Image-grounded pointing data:
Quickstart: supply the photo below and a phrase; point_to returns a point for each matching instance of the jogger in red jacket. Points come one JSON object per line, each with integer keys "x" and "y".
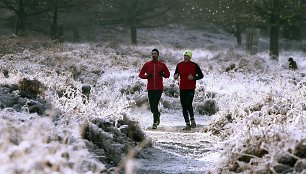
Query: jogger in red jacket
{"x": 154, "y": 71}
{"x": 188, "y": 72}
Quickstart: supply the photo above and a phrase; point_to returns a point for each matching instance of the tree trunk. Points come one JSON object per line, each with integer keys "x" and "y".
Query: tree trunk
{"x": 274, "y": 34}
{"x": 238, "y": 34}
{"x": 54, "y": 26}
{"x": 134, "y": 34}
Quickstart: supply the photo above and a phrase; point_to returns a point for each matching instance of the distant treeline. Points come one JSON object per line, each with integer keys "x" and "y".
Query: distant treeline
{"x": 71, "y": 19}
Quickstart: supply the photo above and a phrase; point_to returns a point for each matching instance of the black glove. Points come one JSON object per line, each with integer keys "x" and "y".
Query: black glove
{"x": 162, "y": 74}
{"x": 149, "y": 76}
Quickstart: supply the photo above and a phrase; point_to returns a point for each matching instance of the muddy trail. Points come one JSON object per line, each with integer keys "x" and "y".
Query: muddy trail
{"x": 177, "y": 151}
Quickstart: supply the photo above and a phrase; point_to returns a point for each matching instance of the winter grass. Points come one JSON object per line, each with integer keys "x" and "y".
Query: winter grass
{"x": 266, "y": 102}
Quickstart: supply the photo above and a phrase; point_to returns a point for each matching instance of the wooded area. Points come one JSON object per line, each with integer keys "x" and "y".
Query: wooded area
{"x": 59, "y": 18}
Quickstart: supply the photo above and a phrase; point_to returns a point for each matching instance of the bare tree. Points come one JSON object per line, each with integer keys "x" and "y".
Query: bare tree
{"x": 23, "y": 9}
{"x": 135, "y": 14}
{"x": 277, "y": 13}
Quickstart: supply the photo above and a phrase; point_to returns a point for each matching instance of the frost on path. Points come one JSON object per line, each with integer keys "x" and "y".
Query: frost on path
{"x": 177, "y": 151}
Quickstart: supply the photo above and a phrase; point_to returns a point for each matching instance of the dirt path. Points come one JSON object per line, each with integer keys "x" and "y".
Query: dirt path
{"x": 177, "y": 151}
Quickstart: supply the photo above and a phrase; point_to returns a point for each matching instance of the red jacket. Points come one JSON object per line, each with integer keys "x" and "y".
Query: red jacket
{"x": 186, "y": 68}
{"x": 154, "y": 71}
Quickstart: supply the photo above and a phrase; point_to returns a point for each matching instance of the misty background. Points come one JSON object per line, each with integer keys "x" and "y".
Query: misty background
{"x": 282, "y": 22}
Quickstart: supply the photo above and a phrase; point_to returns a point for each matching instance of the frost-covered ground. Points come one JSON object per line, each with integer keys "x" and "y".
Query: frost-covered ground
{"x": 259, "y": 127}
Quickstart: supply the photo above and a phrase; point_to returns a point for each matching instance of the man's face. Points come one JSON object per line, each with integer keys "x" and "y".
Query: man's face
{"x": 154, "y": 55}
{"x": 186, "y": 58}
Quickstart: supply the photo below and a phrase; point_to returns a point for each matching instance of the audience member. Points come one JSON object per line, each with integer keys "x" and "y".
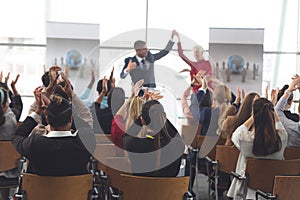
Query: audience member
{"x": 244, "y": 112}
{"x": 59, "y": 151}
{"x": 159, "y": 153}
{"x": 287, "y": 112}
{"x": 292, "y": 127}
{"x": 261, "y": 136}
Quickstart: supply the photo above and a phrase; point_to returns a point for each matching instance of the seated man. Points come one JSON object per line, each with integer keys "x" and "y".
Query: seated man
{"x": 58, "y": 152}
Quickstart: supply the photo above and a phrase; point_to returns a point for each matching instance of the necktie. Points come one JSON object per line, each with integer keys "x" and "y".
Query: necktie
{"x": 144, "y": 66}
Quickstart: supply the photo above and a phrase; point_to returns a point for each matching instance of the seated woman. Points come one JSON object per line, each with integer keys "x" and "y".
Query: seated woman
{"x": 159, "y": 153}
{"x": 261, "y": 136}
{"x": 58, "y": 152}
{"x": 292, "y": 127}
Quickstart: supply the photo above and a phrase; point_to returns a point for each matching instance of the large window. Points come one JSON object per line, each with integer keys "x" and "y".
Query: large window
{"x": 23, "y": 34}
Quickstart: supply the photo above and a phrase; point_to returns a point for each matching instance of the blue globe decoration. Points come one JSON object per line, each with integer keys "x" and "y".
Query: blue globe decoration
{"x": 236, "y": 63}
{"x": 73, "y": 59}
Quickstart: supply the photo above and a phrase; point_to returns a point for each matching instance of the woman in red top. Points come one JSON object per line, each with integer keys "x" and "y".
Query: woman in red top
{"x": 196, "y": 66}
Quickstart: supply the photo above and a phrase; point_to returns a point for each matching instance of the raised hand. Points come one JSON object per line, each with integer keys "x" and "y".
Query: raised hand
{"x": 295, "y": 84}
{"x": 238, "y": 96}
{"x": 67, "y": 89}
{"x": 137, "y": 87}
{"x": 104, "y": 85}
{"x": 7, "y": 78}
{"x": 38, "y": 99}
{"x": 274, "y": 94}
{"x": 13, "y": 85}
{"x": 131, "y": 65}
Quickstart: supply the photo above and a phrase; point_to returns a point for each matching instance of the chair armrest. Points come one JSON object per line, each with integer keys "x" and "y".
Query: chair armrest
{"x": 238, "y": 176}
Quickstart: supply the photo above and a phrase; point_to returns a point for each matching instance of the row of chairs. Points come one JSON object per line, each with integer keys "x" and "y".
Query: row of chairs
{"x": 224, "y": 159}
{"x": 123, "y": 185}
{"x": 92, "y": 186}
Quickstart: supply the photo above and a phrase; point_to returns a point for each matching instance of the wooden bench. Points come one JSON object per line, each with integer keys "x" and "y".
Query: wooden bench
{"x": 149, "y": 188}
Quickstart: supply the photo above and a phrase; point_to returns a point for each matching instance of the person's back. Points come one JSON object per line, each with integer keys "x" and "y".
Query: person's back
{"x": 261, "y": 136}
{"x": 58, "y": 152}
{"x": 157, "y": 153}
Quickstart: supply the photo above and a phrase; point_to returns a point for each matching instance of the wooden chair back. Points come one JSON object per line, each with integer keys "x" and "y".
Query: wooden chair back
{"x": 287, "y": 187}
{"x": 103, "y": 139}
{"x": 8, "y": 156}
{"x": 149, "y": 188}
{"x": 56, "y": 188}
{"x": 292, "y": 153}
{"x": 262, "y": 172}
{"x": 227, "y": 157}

...

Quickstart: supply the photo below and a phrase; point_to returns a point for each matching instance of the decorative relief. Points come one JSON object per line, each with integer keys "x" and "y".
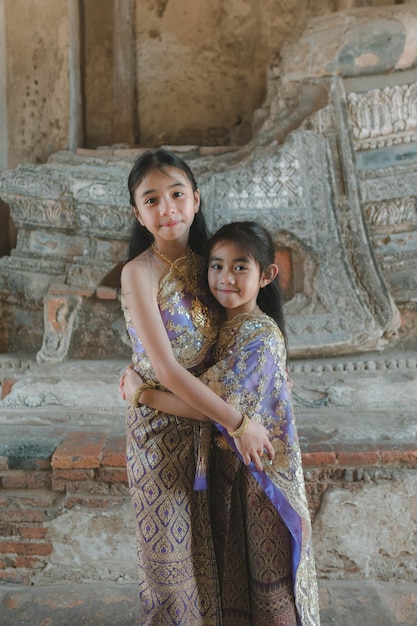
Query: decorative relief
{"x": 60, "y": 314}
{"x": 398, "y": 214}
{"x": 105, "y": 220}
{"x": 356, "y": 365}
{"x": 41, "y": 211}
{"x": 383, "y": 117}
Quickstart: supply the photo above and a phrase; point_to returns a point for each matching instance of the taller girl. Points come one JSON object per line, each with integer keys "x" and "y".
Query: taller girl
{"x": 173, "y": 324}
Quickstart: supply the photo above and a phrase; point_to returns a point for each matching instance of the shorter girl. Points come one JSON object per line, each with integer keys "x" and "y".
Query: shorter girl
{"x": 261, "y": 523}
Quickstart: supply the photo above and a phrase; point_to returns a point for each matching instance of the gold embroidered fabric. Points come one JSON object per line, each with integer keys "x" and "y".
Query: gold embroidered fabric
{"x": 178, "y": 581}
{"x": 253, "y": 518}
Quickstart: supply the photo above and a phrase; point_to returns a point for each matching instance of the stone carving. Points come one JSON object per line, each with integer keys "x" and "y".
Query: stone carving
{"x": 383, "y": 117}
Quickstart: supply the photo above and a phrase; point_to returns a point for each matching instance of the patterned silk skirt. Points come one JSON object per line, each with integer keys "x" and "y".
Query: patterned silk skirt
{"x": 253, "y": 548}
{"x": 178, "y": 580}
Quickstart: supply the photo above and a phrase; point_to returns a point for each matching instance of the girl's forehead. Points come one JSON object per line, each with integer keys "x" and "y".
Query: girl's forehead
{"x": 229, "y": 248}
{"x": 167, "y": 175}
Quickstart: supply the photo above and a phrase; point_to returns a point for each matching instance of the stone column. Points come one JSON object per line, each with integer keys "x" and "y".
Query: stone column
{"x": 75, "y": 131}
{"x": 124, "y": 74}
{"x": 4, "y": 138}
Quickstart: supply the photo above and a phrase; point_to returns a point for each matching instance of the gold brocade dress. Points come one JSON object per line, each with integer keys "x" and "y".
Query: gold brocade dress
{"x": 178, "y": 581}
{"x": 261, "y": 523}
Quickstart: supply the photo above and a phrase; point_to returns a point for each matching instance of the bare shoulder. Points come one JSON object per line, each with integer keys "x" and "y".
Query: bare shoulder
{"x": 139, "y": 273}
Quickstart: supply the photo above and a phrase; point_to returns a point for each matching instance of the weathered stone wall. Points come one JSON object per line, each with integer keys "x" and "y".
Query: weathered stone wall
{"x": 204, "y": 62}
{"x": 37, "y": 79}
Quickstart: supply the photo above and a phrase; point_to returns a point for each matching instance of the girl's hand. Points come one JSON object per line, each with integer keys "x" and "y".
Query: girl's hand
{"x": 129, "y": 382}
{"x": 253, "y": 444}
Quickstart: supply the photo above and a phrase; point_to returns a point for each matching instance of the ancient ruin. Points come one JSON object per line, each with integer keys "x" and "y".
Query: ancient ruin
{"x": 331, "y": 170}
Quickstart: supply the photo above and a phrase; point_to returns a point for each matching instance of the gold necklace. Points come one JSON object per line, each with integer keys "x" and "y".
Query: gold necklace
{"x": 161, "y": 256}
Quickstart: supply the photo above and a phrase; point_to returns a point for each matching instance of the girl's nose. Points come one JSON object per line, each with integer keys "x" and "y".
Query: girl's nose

---

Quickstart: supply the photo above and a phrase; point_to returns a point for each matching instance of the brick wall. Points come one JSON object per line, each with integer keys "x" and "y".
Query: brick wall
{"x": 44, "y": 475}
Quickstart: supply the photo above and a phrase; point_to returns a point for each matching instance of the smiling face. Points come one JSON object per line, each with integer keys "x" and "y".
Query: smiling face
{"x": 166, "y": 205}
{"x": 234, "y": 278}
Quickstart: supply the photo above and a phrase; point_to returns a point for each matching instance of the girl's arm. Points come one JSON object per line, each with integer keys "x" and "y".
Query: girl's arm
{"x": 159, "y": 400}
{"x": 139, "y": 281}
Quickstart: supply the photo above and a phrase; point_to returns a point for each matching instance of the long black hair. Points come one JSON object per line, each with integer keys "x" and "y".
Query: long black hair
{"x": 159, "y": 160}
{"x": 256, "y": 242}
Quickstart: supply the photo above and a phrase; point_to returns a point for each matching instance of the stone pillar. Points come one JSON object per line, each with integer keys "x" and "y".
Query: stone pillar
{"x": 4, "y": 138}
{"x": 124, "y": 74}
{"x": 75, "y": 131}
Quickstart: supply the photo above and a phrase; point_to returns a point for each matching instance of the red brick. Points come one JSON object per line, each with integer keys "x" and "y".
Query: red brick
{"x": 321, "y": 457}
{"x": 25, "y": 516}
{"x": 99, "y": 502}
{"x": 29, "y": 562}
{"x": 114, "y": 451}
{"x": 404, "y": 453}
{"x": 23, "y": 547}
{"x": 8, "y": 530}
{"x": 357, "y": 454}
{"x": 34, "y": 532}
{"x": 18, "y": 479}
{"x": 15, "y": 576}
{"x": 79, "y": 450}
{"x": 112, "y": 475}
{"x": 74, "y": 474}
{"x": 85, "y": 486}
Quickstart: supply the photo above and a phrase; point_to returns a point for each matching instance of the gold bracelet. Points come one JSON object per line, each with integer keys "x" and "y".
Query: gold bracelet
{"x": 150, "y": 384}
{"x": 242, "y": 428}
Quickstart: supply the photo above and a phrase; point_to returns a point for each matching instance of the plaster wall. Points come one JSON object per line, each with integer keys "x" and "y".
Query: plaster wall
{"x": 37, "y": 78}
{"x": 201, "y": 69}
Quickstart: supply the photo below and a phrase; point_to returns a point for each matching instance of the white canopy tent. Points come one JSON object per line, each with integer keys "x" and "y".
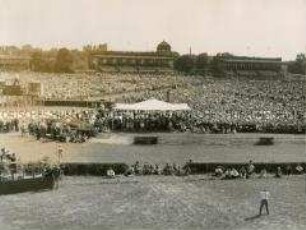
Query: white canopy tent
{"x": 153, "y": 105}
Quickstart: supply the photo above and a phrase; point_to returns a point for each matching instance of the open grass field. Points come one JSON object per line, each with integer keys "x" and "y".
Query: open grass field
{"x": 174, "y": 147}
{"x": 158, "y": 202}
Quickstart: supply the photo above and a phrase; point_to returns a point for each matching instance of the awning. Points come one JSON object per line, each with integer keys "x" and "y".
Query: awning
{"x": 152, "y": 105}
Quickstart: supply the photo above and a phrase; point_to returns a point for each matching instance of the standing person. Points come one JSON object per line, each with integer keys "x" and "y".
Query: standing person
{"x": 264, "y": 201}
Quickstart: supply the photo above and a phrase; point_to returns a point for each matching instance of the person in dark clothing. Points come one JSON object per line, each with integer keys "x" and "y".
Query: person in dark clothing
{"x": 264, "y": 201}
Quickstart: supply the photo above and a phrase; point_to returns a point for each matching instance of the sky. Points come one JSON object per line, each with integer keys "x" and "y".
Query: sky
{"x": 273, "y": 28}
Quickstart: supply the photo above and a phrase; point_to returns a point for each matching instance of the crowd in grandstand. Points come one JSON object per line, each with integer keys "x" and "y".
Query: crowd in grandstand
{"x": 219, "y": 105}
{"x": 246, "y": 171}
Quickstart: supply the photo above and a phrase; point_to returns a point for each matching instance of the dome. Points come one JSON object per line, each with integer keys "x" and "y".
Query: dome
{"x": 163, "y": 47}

## [WORK ORDER]
In the entries above, restate word for word the lines between the one holding "Query: gold necklace" and the one holding "Query: girl's nose", inclusive, and nothing besides.

## [RESULT OF THIS TASK]
Query: gold necklace
{"x": 161, "y": 256}
Quickstart: supply the photo above and a phrase; point_to returns a point for each matching instance of the girl's nose. Points come one JSON object per line, each with integer keys "x" and "y".
Query: girl's nose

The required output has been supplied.